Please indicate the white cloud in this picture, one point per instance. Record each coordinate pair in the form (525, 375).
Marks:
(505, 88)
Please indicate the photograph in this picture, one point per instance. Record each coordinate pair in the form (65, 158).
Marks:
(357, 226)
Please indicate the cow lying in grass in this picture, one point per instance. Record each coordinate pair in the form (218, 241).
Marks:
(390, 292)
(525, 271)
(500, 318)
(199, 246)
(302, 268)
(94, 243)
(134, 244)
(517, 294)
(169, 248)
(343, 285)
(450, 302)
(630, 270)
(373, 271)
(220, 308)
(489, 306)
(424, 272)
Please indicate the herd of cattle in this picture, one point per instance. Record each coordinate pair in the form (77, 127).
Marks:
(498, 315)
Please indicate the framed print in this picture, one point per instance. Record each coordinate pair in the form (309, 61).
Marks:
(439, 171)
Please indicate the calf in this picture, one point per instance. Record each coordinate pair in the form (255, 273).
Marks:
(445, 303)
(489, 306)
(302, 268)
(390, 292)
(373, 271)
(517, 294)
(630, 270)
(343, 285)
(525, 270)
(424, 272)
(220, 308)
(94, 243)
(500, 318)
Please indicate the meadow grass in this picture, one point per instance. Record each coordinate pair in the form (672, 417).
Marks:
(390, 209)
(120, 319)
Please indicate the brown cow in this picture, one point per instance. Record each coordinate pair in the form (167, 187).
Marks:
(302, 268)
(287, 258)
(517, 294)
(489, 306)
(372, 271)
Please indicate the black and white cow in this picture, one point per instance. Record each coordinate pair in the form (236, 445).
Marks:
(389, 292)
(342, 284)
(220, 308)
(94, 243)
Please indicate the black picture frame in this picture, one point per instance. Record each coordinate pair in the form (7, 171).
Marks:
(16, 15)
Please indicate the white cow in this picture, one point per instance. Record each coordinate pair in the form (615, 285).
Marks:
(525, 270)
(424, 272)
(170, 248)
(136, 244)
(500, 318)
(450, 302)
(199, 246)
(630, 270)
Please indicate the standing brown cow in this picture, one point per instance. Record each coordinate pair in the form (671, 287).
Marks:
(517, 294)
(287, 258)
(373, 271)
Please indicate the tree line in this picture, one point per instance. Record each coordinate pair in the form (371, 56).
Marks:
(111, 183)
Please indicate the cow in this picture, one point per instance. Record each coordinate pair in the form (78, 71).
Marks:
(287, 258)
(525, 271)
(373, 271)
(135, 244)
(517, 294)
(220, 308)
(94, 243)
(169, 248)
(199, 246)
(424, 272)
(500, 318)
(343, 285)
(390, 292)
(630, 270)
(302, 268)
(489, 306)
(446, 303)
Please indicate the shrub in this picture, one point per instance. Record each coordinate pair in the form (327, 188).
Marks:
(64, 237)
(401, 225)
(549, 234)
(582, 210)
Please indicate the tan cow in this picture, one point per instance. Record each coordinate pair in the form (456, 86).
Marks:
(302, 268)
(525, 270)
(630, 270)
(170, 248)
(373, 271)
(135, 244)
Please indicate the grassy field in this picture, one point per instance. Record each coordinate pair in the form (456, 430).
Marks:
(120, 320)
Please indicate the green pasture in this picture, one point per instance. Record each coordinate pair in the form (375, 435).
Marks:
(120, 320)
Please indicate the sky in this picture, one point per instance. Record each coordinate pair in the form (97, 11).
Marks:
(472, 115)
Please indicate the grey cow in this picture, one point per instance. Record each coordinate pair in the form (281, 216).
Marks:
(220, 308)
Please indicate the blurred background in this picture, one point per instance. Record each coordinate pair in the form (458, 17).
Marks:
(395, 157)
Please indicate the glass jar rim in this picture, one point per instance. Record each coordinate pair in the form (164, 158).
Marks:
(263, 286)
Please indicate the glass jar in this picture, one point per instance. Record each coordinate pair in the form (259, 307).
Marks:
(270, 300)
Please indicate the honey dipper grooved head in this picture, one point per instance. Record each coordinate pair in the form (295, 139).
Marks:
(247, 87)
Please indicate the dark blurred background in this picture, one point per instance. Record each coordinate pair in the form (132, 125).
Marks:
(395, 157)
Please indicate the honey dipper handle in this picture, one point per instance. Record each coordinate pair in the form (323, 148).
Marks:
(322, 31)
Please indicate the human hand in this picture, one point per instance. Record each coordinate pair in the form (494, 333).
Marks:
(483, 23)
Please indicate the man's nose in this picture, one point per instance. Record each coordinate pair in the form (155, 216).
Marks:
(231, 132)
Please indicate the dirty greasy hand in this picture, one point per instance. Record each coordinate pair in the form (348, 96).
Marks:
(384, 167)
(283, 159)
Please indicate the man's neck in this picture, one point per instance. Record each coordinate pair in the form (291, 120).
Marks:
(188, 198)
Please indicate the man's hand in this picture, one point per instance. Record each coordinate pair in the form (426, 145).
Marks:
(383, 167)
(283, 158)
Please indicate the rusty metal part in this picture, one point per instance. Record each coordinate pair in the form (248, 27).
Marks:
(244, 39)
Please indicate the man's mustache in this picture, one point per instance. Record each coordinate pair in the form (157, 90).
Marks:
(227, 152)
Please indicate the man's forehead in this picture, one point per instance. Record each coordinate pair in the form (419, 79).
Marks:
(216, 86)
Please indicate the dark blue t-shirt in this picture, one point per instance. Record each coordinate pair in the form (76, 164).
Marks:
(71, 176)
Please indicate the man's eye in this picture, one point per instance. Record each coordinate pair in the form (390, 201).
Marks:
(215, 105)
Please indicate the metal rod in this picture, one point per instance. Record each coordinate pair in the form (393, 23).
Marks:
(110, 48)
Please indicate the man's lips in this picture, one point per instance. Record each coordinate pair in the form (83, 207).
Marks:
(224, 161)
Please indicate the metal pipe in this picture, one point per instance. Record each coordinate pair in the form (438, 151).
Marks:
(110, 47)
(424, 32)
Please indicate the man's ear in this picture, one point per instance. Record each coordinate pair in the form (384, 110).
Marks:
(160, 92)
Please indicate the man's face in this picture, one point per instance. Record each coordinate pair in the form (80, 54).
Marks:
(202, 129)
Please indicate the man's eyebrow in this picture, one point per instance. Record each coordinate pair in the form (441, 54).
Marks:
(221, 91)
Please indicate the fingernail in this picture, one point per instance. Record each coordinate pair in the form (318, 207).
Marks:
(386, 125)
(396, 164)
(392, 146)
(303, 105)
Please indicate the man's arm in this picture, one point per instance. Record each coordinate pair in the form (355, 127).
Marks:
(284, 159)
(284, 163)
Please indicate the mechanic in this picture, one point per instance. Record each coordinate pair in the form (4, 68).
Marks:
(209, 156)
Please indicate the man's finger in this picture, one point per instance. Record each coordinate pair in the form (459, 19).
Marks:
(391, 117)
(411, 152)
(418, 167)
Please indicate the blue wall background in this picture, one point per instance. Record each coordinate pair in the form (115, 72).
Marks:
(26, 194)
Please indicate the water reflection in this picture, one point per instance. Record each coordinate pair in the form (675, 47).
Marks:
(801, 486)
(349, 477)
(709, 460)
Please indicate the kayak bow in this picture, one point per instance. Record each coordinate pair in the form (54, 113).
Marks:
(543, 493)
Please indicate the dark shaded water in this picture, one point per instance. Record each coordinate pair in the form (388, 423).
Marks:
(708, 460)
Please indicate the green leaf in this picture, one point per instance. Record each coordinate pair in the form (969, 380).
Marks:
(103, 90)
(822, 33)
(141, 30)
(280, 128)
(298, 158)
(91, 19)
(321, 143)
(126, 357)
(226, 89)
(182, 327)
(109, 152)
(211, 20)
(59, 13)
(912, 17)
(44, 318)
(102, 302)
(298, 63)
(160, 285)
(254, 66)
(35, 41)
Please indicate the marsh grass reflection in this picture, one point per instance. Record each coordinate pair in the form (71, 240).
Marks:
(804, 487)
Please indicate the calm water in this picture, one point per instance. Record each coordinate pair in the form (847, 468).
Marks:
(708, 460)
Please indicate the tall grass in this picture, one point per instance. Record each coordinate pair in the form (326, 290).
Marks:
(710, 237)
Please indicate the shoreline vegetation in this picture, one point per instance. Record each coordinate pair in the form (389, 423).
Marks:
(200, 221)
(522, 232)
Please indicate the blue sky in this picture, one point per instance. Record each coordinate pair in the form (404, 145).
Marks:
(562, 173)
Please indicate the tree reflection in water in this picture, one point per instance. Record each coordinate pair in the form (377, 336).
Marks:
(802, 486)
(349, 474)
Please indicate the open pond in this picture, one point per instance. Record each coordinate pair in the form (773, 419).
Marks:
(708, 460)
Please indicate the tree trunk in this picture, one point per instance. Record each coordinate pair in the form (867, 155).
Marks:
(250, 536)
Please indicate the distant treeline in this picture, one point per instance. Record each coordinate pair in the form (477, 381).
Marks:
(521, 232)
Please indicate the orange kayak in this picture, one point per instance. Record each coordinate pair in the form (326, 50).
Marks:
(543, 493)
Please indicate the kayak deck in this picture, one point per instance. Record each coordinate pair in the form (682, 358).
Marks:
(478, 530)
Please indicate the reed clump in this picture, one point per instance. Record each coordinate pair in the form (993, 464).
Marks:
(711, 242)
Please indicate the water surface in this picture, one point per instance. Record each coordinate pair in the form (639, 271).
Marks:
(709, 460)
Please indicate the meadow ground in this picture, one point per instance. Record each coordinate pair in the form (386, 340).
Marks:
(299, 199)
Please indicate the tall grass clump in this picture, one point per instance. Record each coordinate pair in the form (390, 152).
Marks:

# Requirement:
Reproduce the data from the line containing "Please indicate the reed" through the end of the data, swapping "clump" for "cluster" and leaving everything else unchanged.

# Reply:
Please indicate the reed cluster in this picture, one point per instance. Record each coordinate pair in the form (993, 464).
Marks:
(711, 242)
Please indicate the water surface in this picture, one point per instance. Record each coordinate pair in the form (639, 271).
Marks:
(709, 460)
Please indicate the meadow ground in this picture, one point per instance. Record each coordinate pair in the form (386, 340).
Marks:
(299, 199)
Please indicate the tall grass cluster in this picture, one point per instance. Record each coordinate pair in the form (390, 152).
Marks:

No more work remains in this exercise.